-- Records to use follows --

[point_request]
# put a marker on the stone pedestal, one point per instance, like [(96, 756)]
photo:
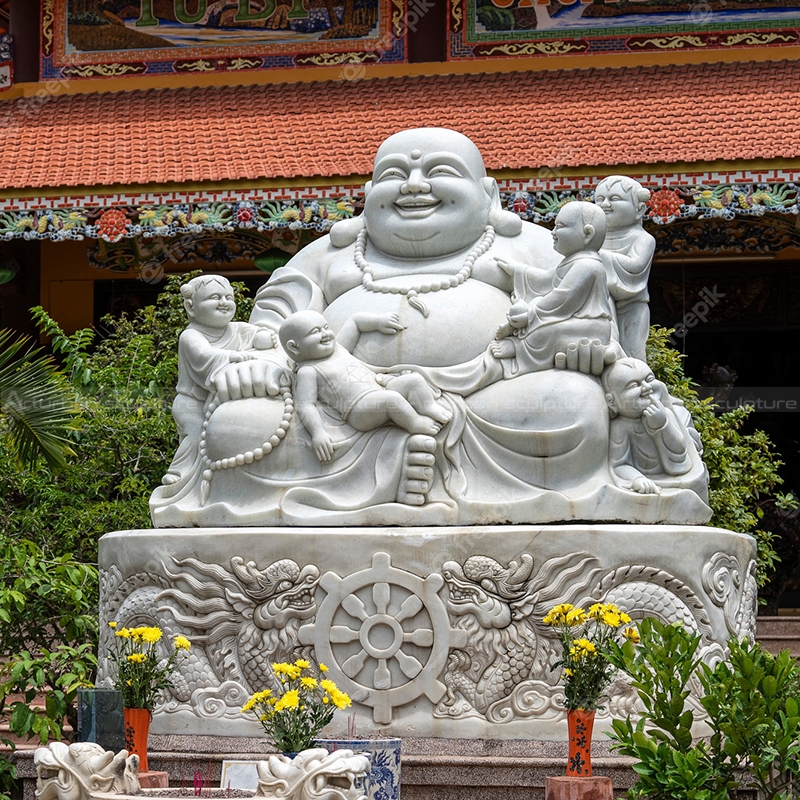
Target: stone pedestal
[(595, 788), (433, 632)]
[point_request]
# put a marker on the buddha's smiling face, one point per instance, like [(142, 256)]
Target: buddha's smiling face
[(429, 195)]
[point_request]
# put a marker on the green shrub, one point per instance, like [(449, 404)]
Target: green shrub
[(753, 715)]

-- Records to use concluded --

# Task to complete
Every word of the material above should be copied exactly; no pictures.

# Solution to the exercise
[point_request]
# put a marker on the stone pedestal, one point per instance, like [(96, 756)]
photo:
Target: stone pedestal
[(595, 788), (433, 632)]
[point_request]
# put a marker on the buddha's smiling face, one point per instance, like [(142, 256)]
Target: buddha's smiling face
[(429, 195)]
[point_request]
# put a marker on the green shrub, one point per instance, like [(449, 404)]
Target: green shrub
[(753, 715)]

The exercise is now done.